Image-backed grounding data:
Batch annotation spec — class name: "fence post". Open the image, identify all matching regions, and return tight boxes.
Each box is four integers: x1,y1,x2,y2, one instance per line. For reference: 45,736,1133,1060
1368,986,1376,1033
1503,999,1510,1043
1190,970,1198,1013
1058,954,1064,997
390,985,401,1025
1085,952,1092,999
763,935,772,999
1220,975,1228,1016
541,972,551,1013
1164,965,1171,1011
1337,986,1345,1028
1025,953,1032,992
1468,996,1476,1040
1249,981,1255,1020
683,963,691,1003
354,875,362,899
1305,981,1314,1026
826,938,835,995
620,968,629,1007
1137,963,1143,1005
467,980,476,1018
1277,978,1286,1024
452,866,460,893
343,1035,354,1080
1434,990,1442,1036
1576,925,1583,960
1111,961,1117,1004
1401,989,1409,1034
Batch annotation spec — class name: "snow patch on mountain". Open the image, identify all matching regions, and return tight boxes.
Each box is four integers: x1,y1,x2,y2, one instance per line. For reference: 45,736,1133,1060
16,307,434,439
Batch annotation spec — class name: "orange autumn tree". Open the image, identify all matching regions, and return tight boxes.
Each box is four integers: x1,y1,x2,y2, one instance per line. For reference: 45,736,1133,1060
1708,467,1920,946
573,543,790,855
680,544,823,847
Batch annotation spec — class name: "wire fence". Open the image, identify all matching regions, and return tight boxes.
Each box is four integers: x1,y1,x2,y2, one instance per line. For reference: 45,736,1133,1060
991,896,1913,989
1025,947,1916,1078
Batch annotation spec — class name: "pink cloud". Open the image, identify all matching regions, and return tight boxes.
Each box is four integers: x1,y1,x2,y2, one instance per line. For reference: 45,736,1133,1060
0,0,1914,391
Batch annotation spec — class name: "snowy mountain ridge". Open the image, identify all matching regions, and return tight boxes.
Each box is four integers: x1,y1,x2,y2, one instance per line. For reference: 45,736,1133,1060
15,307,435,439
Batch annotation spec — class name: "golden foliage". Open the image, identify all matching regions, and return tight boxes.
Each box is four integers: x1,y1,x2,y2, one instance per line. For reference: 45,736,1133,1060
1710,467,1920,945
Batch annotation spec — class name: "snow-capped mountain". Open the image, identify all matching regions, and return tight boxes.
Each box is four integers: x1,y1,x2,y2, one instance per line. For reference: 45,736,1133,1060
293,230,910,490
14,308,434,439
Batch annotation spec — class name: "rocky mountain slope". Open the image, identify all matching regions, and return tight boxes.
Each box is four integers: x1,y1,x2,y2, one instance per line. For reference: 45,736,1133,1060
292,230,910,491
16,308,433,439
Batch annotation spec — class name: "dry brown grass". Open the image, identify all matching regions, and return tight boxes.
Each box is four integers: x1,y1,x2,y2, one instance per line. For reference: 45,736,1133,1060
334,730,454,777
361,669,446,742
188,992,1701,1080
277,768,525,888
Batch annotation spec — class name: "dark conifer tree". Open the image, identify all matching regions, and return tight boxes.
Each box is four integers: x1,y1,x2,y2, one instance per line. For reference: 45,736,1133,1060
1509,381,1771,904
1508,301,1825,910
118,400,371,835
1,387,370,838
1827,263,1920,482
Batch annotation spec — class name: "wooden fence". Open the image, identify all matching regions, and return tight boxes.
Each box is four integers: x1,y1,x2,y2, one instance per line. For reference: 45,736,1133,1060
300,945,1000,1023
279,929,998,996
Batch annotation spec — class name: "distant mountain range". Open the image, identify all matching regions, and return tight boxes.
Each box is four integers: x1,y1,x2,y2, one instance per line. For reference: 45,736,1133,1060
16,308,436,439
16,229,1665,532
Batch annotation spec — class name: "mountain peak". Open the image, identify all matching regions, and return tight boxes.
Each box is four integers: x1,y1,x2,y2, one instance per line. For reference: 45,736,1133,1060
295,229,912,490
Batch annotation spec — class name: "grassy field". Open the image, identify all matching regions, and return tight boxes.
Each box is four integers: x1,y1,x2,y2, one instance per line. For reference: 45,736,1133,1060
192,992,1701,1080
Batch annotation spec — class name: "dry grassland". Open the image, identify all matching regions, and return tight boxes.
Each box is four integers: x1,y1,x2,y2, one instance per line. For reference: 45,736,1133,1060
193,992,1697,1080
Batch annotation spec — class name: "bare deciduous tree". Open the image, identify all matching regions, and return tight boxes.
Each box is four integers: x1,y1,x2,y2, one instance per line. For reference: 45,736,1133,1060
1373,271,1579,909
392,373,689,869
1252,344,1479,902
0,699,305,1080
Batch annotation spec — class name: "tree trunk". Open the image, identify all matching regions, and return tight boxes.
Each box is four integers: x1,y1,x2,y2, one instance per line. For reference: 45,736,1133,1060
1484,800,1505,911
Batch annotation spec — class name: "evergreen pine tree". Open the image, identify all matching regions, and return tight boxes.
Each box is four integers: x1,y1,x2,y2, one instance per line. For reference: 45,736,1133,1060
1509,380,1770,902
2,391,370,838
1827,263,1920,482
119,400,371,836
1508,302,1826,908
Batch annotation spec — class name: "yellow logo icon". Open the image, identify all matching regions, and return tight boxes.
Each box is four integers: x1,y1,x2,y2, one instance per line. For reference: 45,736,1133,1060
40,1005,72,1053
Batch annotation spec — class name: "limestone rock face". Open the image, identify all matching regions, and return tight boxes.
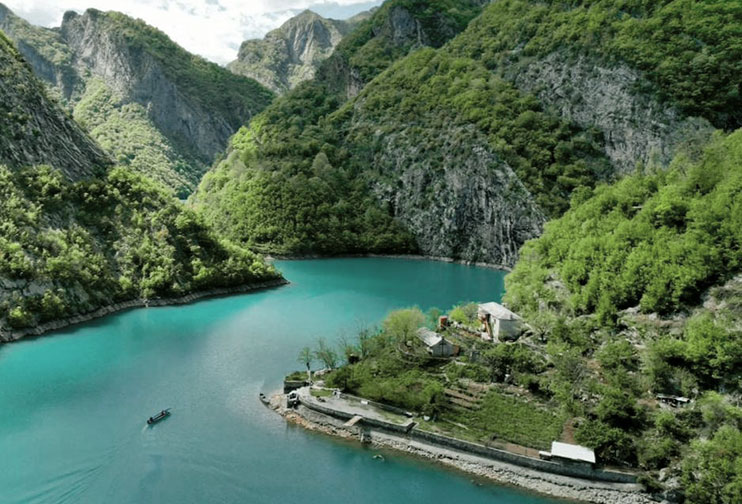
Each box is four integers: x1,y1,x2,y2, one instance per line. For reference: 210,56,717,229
59,10,254,164
0,4,81,101
508,52,714,174
376,5,430,47
365,124,545,266
316,0,487,101
0,5,273,192
229,10,353,94
0,30,109,180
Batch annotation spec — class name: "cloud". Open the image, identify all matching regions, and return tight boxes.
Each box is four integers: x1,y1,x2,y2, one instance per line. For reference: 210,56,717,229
3,0,381,64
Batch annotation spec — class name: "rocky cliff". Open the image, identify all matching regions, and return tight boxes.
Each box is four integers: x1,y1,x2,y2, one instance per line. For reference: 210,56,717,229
0,3,81,102
0,30,109,180
507,52,714,174
367,125,545,265
316,0,488,100
228,10,353,94
0,5,274,195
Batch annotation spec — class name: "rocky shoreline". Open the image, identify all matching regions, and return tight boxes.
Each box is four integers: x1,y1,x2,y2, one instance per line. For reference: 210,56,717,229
265,253,513,272
270,395,655,504
0,278,289,343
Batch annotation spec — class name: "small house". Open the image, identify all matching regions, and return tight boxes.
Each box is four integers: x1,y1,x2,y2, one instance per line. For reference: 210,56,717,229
478,302,521,342
656,394,691,407
541,441,596,468
416,328,454,357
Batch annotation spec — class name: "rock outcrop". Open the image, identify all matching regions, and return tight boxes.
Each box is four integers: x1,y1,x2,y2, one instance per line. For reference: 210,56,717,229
0,5,274,193
61,10,272,166
507,52,714,174
316,0,488,100
228,10,354,94
368,126,545,266
0,30,109,179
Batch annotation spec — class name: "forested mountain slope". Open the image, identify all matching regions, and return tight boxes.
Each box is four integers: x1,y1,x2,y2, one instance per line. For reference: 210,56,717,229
196,0,736,266
228,10,356,94
0,5,274,196
504,128,742,503
194,0,495,260
0,33,280,340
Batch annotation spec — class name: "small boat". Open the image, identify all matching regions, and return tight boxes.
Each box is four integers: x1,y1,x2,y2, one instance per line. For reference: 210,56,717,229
258,393,270,405
147,409,171,425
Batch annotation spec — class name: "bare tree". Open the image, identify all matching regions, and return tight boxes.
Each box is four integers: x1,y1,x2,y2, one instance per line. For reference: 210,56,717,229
314,337,338,370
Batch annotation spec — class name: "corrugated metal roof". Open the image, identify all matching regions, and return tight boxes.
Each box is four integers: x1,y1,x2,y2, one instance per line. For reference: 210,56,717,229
478,302,519,321
417,328,443,347
550,441,596,464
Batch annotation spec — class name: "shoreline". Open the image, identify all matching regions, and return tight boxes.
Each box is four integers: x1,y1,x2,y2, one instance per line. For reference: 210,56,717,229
0,278,289,343
271,396,653,504
265,253,513,272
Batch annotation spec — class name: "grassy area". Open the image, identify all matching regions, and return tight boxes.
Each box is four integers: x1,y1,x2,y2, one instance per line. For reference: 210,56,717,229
310,388,333,398
285,370,308,382
445,389,565,450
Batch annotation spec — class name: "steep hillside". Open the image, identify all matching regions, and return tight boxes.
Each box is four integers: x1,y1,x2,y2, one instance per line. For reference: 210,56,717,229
317,0,488,99
193,0,493,259
195,0,734,267
0,31,109,180
448,0,738,171
0,33,281,340
0,5,275,195
193,0,608,265
228,10,354,94
504,129,742,502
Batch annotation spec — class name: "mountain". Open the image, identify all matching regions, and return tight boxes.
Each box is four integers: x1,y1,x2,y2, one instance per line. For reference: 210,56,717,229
194,0,735,268
0,5,274,196
228,10,356,94
0,31,281,340
194,0,494,259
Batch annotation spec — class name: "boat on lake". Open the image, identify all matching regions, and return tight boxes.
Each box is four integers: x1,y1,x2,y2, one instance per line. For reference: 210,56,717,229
147,409,171,425
258,393,270,405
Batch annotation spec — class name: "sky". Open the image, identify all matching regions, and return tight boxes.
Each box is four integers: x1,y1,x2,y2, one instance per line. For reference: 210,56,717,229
4,0,382,65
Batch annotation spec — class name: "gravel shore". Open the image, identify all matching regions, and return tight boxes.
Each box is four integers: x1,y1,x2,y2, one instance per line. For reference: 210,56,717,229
271,396,656,504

WHAT TO PRODUCE: Within the data above, find the lines that contain the word "fence" and copy each of them.

ANSWER:
Batch annotation spec — class name: "fence post". Open the image, identify all matching regions, and return tight boxes.
Batch annotation spec — class name: "wire fence". Open the image, identify all matching regions, and return tight boxes.
Batch annotation spec — class name: "wooden fence". Open the image, identify all matching regions, and return tight boxes.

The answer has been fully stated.